= 文書抜粋 =
フロンガスはオゾン層を破壊する

メタンは、有機物が、酸素の不足している状態で、腐敗、発酵するときに発生すると考えられています。自然の湿地、水田、家畜の腸内発酵、あるいは糞尿や堆肥の処理過程などから発生しています。天然ガスの主成分はメタンですので、天然ガスの採掘からもメタンが大量に発生します。最近、アラスカやシベリアで、ツンドラ地帯が一部解けはじめて問題となっています。将来、地球温暖化が進んで、ツンドラ地帯の永久凍上が解けて、そのなかに固定されているメタンが大量に大気中に放出される危険も指摘されています。

亜酸化窒素は、大気中の濃度は現在三一〇ppbで、毎年〇・二%ないし〇・三%の割合でふえています。一ppbというのは、大気十億分子のうち、一分子だけ含まれていることをあら わします。三一〇ppbというのは、大気十億分のうち、亜酸化窒素が一○分子含まれていることを意味するわけで、いかに微量しか存在していないかわかると思います。亜酸化窒素の温暖化効果は大きく、二酸化炭素の二三〇倍程度で、また大気中の寿命も一五〇年とながく、全体の温暖化のほぼ六%の要因となっていると考えられます。

亜酸化窒素は、海洋、森林の土壌などから自然に放出されていますが、化石燃料バイオマスの燃焼、開墾、肥料などによっても放出されます。フロンガスは、一九三〇年代にはじめて人工的につくりだされた化学物質で、それまでは自然界には存在しなかったものです。フロンガスは、人体に対する毒性が低く、科学的にも安定していて、さまざまな長所をもった化学物質です。フロンガスの合成に成功したとき、奇跡の物質といわれたものです。冷蔵庫、クーラーの冷媒、スプレー、半導体の洗浄など多方面で利用されてきました。

フロンガスには多くの種類がありますが、代表的なものはCFC‐12とCFC‐11です。大気中の濃度はそれぞれ三九三ppt、二二六pptです。一pptというのは、大気一兆分子のうち一分子含まれていることを意味しますから、フロンガスはほんの微量しか大気中に含まれていないわけです。しかし、フロンガスの温暖化効果は、二酸化炭素の数十倍から一万倍で、しかも大気中の寿命が一〇〇年をこえるといわれています。

その上に、フロンガスは、オゾン層を破壊するという危険な性質をもっていることがわかってきました。もともと地球上で生物が生きてゆくことができるのは、オゾン層が、太陽からの紫外線をほぼ完全に吸収して、地表に到達しないようにしているからです。フロンガスによるオゾン層の破壊はすでに現実のものとなっていて、アメリカなどでは白色人種の間で、紫外線の放射能による皮膚ガンの発生率が高くなってきています。最近の研究では、オゾン層が一%減少すると、毎年五万人の患者が発生すると推定されています。

= 元データ =

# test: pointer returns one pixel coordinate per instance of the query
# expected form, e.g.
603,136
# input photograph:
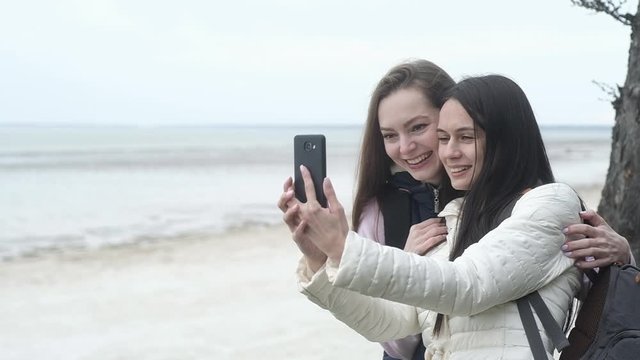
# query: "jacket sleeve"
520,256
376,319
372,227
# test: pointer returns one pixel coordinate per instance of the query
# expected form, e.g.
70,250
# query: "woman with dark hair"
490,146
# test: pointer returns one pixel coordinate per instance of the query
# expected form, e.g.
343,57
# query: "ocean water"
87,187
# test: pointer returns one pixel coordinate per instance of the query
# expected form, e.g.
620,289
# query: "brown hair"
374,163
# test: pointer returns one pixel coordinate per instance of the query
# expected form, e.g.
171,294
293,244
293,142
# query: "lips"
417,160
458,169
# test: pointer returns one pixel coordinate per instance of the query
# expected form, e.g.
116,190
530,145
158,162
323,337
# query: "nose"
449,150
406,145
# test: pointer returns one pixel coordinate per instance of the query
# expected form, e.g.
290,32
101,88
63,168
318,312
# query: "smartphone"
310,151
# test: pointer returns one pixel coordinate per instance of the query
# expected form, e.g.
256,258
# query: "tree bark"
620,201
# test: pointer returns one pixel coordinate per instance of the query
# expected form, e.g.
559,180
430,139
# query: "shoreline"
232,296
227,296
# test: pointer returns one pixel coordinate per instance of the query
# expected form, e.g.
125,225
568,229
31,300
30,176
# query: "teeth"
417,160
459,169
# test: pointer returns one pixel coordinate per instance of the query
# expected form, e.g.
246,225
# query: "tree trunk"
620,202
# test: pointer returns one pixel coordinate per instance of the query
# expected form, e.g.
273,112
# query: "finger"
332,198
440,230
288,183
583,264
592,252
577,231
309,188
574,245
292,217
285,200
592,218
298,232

==

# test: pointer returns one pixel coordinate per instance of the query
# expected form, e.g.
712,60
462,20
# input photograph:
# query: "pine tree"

= 作業内容 =
温室効果ガスに関する文書抜粋のうち、「メタンは、有機物が、酸素の不」から「となっていると考えられます。」までを、両端の語句も含めて一字も変えずに書き写すこと。

= 演習結果 =
メタンは、有機物が、酸素の不足している状態で、腐敗、発酵するときに発生すると考えられています。自然の湿地、水田、家畜の腸内発酵、あるいは糞尿や堆肥の処理過程などから発生しています。天然ガスの主成分はメタンですので、天然ガスの採掘からもメタンが大量に発生します。最近、アラスカやシベリアで、ツンドラ地帯が一部解けはじめて問題となっています。将来、地球温暖化が進んで、ツンドラ地帯の永久凍上が解けて、そのなかに固定されているメタンが大量に大気中に放出される危険も指摘されています。

亜酸化窒素は、大気中の濃度は現在三一〇ppbで、毎年〇・二%ないし〇・三%の割合でふえています。一ppbというのは、大気十億分子のうち、一分子だけ含まれていることをあら わします。三一〇ppbというのは、大気十億分のうち、亜酸化窒素が一○分子含まれていることを意味するわけで、いかに微量しか存在していないかわかると思います。亜酸化窒素の温暖化効果は大きく、二酸化炭素の二三〇倍程度で、また大気中の寿命も一五〇年とながく、全体の温暖化のほぼ六%の要因となっていると考えられます。